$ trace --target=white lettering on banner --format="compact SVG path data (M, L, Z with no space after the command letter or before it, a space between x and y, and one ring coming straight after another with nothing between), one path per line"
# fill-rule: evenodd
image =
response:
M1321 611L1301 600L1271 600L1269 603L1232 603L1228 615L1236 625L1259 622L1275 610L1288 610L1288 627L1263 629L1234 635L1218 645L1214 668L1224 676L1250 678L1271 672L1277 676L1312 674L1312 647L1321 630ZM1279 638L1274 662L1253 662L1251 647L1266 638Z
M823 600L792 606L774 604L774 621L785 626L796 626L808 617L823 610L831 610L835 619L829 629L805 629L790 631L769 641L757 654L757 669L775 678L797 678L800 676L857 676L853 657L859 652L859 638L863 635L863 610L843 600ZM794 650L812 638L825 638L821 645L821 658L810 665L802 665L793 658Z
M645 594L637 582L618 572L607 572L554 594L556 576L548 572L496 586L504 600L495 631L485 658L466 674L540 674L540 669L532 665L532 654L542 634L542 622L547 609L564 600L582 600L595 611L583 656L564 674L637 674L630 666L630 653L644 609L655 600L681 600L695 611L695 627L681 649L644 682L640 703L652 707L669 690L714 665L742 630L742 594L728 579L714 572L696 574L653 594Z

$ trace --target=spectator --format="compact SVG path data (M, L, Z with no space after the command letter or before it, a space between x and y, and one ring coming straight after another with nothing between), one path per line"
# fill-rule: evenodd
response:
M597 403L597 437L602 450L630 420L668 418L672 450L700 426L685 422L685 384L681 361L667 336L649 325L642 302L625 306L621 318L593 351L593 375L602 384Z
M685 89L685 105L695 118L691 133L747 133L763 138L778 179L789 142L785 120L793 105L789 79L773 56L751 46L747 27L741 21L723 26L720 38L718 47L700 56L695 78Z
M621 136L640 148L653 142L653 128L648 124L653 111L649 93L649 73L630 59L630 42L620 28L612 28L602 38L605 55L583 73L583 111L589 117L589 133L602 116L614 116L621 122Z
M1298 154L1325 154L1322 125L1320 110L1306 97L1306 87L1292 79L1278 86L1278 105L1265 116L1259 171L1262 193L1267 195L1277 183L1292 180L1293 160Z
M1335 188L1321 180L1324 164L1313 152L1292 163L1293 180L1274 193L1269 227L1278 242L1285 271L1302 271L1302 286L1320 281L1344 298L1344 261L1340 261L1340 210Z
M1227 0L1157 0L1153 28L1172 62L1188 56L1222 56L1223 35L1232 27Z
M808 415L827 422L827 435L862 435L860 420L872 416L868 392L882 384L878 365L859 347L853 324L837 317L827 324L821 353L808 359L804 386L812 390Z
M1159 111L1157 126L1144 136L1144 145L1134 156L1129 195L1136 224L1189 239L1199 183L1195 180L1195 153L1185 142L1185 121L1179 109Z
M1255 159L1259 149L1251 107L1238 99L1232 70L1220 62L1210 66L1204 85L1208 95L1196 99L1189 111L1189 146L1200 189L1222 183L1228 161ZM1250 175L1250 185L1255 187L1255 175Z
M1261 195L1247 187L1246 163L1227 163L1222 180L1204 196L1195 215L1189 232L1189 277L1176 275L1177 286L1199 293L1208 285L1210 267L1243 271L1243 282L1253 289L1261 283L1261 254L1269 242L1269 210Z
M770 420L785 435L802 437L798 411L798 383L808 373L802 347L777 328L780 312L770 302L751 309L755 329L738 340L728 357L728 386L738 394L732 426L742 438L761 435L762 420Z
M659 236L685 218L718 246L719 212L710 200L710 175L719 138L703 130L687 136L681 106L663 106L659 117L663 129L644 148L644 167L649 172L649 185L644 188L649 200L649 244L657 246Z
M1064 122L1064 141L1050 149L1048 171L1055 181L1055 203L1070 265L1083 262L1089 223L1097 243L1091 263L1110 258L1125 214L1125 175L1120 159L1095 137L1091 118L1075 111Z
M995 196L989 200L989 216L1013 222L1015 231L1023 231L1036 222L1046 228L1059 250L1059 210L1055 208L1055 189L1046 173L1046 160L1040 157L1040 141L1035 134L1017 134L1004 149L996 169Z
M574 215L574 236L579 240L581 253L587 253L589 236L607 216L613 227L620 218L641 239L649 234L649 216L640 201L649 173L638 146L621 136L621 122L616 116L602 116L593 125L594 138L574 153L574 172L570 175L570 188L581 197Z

+++

Set exercise: Write out all the entries exactly.

Solution for this problem:
$ trace --target=white lettering on banner --format="compact SVG path data (M, L, Z with no space after the command letter or before it, a space between x and y, and one ring coming straight after another with nothing between), one path per line"
# fill-rule: evenodd
image =
response:
M1321 611L1301 600L1271 600L1269 603L1232 603L1228 615L1236 625L1259 622L1275 610L1288 610L1288 627L1263 629L1234 635L1218 645L1214 668L1224 676L1250 678L1271 672L1277 676L1312 674L1312 647L1321 630ZM1279 638L1274 662L1253 662L1251 647L1266 638Z
M823 600L792 606L774 604L774 621L785 626L796 626L808 617L823 610L831 610L835 619L829 629L805 629L790 631L769 641L757 654L757 669L775 678L797 678L800 676L857 676L853 657L859 652L859 638L863 635L863 610L843 600ZM794 650L812 638L825 638L821 645L821 658L810 665L802 665L793 658Z
M645 594L637 582L618 572L607 572L554 594L556 576L548 572L496 586L504 600L495 631L485 658L466 674L540 674L540 669L532 665L532 654L542 634L542 622L547 609L564 600L582 600L595 611L583 656L564 674L637 674L630 666L630 653L644 609L655 600L681 600L695 611L695 627L681 649L644 682L640 703L652 707L669 690L714 665L742 630L742 594L728 579L714 572L696 574L653 594Z

$ trace --target=spectator --format="compact SVG path data (M, L, Z with no space after the command letter or before it, a space between x and y, and one ring coming straight after another with nothing between), one path per line"
# fill-rule: evenodd
response:
M597 403L597 437L602 450L630 420L668 418L672 450L700 426L685 422L685 384L681 361L667 336L649 325L642 302L625 306L621 318L593 351L593 375L602 384Z
M685 89L685 105L695 118L691 133L747 133L763 138L778 179L789 142L785 120L793 105L789 79L773 56L751 46L747 27L741 21L723 26L720 38L718 47L700 56L695 78Z
M621 136L640 148L653 142L653 128L648 124L653 111L649 93L649 73L630 59L630 42L620 28L612 28L602 38L605 55L583 73L583 111L589 117L589 133L602 116L614 116L621 122Z
M1298 154L1325 154L1322 125L1320 110L1306 97L1306 87L1292 79L1278 86L1278 105L1265 116L1259 171L1262 193L1267 195L1277 183L1292 180L1293 160Z
M1335 188L1321 180L1324 164L1313 152L1292 163L1293 180L1274 193L1269 227L1278 242L1285 271L1302 271L1302 286L1320 281L1344 298L1344 261L1340 261L1340 210Z
M1227 0L1157 0L1153 28L1172 62L1188 56L1222 56L1223 35L1232 27Z
M808 415L827 422L827 435L862 435L860 420L872 416L868 392L882 384L878 365L859 347L853 324L837 317L827 324L821 353L808 359L804 386L812 390Z
M1159 111L1157 126L1144 136L1144 145L1134 156L1129 195L1136 224L1189 239L1199 183L1195 180L1195 153L1185 142L1185 121L1179 109Z
M1255 159L1259 149L1251 107L1238 99L1232 70L1220 62L1210 66L1204 85L1208 95L1196 99L1189 111L1189 146L1200 189L1222 183L1228 161ZM1250 175L1250 185L1255 187L1255 175Z
M1261 195L1247 187L1246 163L1227 163L1222 180L1204 196L1195 215L1189 232L1189 277L1176 275L1177 286L1199 293L1208 285L1210 267L1243 271L1243 282L1253 289L1261 283L1261 254L1269 242L1269 210Z
M770 420L785 435L802 437L798 411L798 383L808 373L802 347L777 328L780 312L770 302L751 309L755 329L738 340L728 357L728 386L738 394L732 426L742 438L761 435L762 420Z
M659 236L685 218L718 246L719 212L710 200L710 175L719 138L703 130L687 136L681 106L663 106L659 117L663 129L644 148L644 167L649 172L649 185L644 188L649 200L649 244L657 246Z
M1064 122L1064 141L1050 149L1048 171L1055 181L1055 203L1070 265L1083 262L1089 223L1097 243L1091 263L1110 258L1125 214L1125 175L1120 159L1095 137L1091 118L1075 111Z
M995 196L989 200L989 216L1013 222L1015 231L1023 231L1036 222L1046 228L1059 250L1059 210L1055 208L1055 189L1046 173L1046 160L1040 157L1040 141L1035 134L1017 134L1004 149L996 169Z
M574 215L574 236L579 240L581 253L587 253L589 236L607 216L613 227L620 218L641 239L649 234L649 216L640 201L649 173L638 146L621 136L621 122L616 116L602 116L593 125L594 138L574 153L574 172L570 175L570 188L581 197Z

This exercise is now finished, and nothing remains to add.